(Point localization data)
______
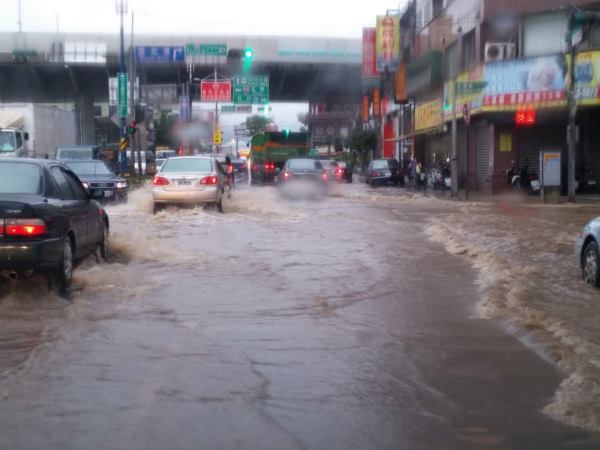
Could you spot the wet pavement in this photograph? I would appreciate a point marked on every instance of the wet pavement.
(356, 322)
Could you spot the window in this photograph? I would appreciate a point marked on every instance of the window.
(20, 178)
(544, 34)
(469, 49)
(64, 188)
(452, 62)
(76, 186)
(438, 5)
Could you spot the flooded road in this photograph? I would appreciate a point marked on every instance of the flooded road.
(368, 320)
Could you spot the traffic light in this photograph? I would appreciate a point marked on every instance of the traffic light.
(131, 128)
(248, 55)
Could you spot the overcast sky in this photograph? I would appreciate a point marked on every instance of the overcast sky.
(306, 17)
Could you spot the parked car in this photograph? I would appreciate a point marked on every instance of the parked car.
(384, 171)
(69, 152)
(47, 220)
(334, 170)
(347, 171)
(587, 251)
(97, 175)
(190, 180)
(303, 177)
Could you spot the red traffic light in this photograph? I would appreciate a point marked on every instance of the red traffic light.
(525, 117)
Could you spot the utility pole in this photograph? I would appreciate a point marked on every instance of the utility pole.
(121, 9)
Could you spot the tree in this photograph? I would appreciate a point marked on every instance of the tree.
(363, 142)
(257, 123)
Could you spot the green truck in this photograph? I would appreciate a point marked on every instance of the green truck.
(270, 150)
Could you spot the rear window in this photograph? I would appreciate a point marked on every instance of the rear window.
(304, 164)
(89, 168)
(187, 165)
(20, 178)
(75, 153)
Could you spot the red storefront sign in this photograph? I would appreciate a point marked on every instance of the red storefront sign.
(376, 102)
(215, 91)
(369, 52)
(389, 140)
(366, 105)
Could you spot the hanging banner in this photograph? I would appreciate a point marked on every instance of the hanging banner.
(365, 108)
(369, 53)
(376, 102)
(388, 42)
(401, 83)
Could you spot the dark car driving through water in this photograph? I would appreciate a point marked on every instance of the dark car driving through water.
(303, 178)
(47, 220)
(97, 175)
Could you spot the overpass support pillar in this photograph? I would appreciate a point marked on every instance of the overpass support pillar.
(84, 119)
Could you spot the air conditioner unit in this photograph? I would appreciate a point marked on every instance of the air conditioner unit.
(497, 51)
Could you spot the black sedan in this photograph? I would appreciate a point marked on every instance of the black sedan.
(384, 171)
(47, 220)
(97, 175)
(303, 177)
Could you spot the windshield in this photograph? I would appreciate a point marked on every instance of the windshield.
(187, 165)
(380, 164)
(304, 164)
(20, 178)
(7, 141)
(89, 168)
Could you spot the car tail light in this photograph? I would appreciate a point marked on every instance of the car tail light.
(160, 181)
(210, 180)
(25, 227)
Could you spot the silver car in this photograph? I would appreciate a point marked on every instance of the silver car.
(188, 180)
(588, 252)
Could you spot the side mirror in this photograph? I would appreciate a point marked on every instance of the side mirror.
(96, 194)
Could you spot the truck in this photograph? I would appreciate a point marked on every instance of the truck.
(269, 150)
(34, 130)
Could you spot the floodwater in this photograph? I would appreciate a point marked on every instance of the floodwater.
(373, 319)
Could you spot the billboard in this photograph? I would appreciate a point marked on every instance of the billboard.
(388, 42)
(428, 115)
(369, 53)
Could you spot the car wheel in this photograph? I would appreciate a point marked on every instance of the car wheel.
(104, 243)
(590, 264)
(63, 276)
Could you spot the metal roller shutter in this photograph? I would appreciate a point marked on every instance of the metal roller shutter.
(482, 156)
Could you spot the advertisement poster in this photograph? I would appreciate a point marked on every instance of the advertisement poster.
(388, 42)
(533, 81)
(428, 115)
(369, 53)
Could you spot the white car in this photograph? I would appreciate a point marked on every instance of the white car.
(195, 180)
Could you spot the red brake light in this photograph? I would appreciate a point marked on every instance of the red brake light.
(25, 227)
(210, 180)
(159, 181)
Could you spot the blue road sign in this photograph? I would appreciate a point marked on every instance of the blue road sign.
(157, 54)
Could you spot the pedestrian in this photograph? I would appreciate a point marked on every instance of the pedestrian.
(230, 173)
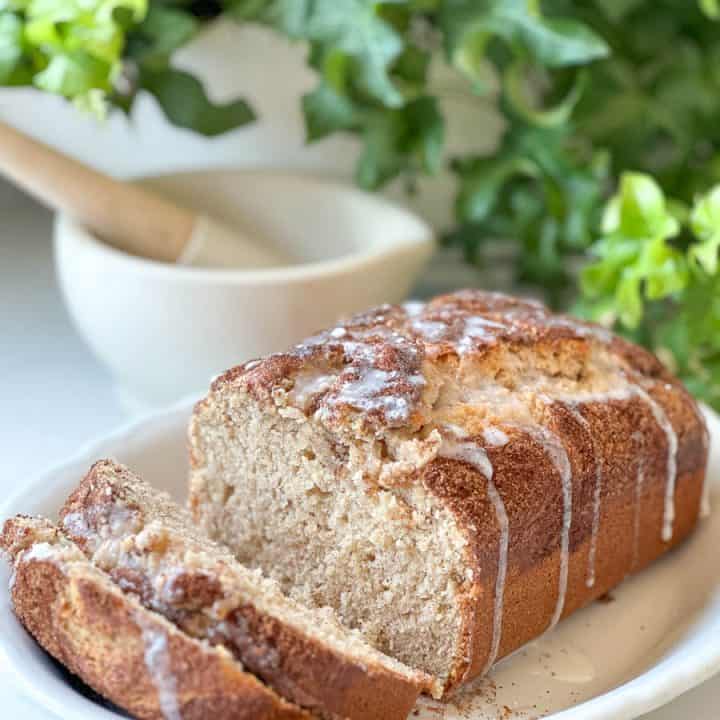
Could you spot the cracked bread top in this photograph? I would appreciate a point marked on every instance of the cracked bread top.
(389, 368)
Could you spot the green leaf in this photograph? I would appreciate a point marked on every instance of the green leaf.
(711, 8)
(641, 210)
(705, 223)
(553, 42)
(287, 16)
(11, 49)
(483, 180)
(407, 139)
(635, 260)
(164, 30)
(355, 28)
(73, 74)
(515, 81)
(185, 103)
(327, 111)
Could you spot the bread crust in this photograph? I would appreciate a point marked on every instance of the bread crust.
(76, 613)
(627, 506)
(309, 672)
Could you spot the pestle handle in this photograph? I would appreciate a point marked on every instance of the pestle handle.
(124, 215)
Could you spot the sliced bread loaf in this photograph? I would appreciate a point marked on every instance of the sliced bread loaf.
(453, 478)
(130, 655)
(152, 548)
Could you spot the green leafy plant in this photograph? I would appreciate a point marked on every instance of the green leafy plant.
(656, 276)
(585, 92)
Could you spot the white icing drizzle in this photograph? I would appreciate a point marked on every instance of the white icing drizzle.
(705, 497)
(473, 454)
(76, 524)
(308, 385)
(40, 552)
(157, 662)
(477, 327)
(365, 394)
(362, 385)
(597, 495)
(555, 450)
(639, 484)
(430, 330)
(662, 420)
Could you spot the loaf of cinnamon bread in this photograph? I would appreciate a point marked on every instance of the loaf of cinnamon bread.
(452, 478)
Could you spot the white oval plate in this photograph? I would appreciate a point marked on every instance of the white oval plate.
(656, 639)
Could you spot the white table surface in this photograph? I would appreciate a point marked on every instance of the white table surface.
(56, 396)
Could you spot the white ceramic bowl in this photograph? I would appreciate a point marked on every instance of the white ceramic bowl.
(165, 330)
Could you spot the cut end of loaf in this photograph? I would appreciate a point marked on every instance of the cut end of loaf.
(153, 549)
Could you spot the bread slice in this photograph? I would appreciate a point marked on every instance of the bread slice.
(152, 548)
(128, 654)
(452, 477)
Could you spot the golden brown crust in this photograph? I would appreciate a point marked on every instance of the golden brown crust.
(374, 362)
(111, 642)
(397, 372)
(624, 437)
(306, 670)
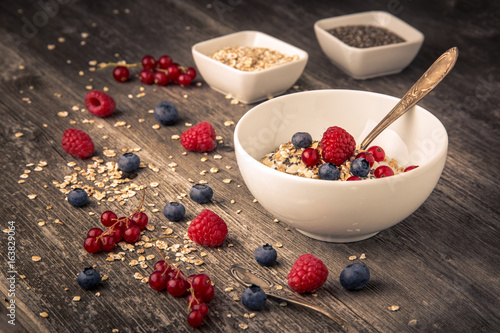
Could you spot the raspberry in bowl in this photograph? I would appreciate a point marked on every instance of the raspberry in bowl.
(336, 210)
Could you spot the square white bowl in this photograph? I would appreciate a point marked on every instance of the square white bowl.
(365, 63)
(248, 87)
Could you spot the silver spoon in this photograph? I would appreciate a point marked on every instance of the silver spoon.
(428, 81)
(247, 277)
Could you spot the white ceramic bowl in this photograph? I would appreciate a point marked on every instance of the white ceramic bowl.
(365, 63)
(248, 87)
(340, 211)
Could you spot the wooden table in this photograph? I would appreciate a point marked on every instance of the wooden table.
(440, 266)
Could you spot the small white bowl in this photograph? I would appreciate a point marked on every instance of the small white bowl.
(340, 211)
(248, 87)
(365, 63)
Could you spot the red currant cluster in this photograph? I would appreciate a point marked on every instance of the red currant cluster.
(127, 228)
(161, 72)
(199, 286)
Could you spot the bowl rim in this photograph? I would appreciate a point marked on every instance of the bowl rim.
(419, 39)
(443, 149)
(303, 55)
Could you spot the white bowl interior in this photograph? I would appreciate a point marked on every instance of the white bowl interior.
(415, 138)
(337, 210)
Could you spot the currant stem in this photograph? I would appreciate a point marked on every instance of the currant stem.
(101, 66)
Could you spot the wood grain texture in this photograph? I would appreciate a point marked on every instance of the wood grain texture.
(440, 266)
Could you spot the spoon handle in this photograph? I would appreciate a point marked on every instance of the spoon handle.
(289, 297)
(428, 81)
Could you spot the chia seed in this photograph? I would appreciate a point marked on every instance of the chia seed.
(364, 36)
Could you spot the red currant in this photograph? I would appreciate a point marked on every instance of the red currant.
(200, 282)
(140, 219)
(203, 307)
(377, 152)
(383, 171)
(164, 62)
(310, 157)
(94, 232)
(162, 266)
(191, 72)
(108, 218)
(146, 76)
(92, 244)
(121, 73)
(158, 281)
(107, 243)
(148, 62)
(132, 234)
(195, 318)
(208, 294)
(176, 287)
(161, 78)
(173, 72)
(194, 298)
(184, 79)
(116, 233)
(367, 156)
(411, 167)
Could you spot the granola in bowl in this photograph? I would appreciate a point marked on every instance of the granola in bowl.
(288, 158)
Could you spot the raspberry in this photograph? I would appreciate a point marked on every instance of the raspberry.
(308, 273)
(207, 229)
(99, 103)
(200, 137)
(77, 143)
(337, 145)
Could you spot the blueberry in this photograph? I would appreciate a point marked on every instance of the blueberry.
(355, 276)
(78, 197)
(329, 171)
(201, 193)
(265, 255)
(166, 113)
(301, 139)
(129, 162)
(89, 278)
(253, 298)
(174, 211)
(360, 167)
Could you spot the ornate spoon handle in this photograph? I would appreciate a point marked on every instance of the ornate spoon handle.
(428, 81)
(289, 297)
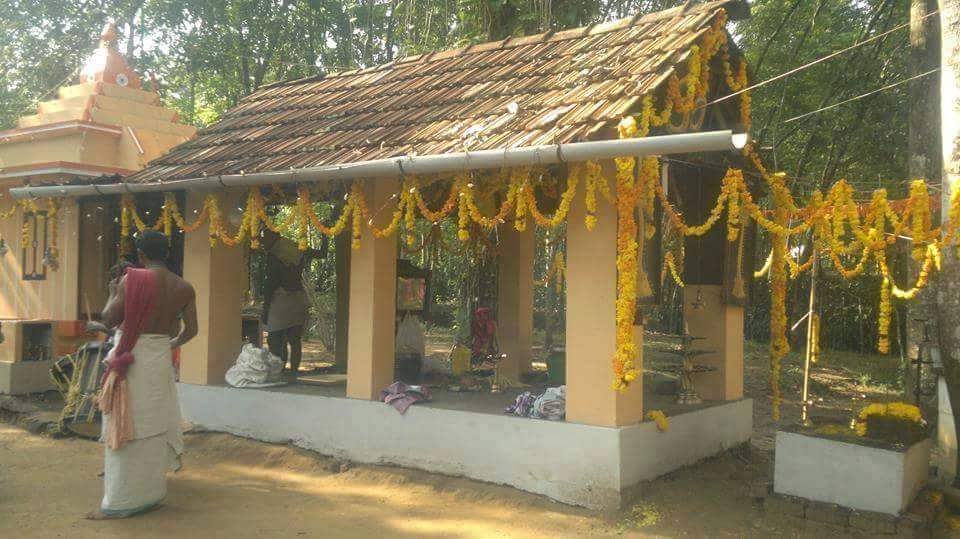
______
* AIM OF THE EXERCISE
Copy exactly the lines that run from the one containing "Could you spot the wood grain" to the last line of the records, both included, and leave out every picture.

* ANSWER FOR THIS EXERCISE
Could you spot the wood grain texture in this photograph? I would appreciate a point marked on every instance of the wood grain texture.
(440, 266)
Could you spot the spoon handle in this photograph? I would appreciate a point marked on every instance of the spoon handle.
(289, 297)
(428, 81)
Could you spot the chia seed in this photograph? I would appreciate a point marked on every instance of the chia seed.
(364, 36)
Could you spot the red currant in this photograph? I would appreciate a point marked on every instance of the red currant.
(200, 282)
(140, 219)
(203, 307)
(377, 152)
(383, 171)
(164, 62)
(310, 157)
(94, 232)
(162, 266)
(191, 72)
(108, 218)
(146, 76)
(92, 244)
(121, 73)
(158, 281)
(107, 243)
(148, 62)
(132, 234)
(195, 318)
(208, 294)
(176, 287)
(161, 78)
(173, 72)
(194, 298)
(184, 79)
(116, 233)
(367, 156)
(411, 167)
Could you spot the granola in bowl in this photograph? I would appreciate a point marked on every instance of the granola in bowl.
(288, 158)
Could you spot the raspberry in this photograph? I would appreciate a point marked on every instance of the raspberry.
(308, 273)
(207, 229)
(99, 103)
(200, 137)
(77, 143)
(337, 145)
Could you spot the blueberry in this photograph? I would appreciate a point marked on every instance of the blueberry.
(355, 276)
(78, 197)
(329, 171)
(201, 193)
(265, 255)
(166, 113)
(301, 139)
(129, 162)
(89, 278)
(253, 298)
(174, 211)
(360, 167)
Could you spot the ornate spoon handle in this photograph? I would appreciate a point marked on every instance of the ornate spoon handle.
(428, 81)
(289, 297)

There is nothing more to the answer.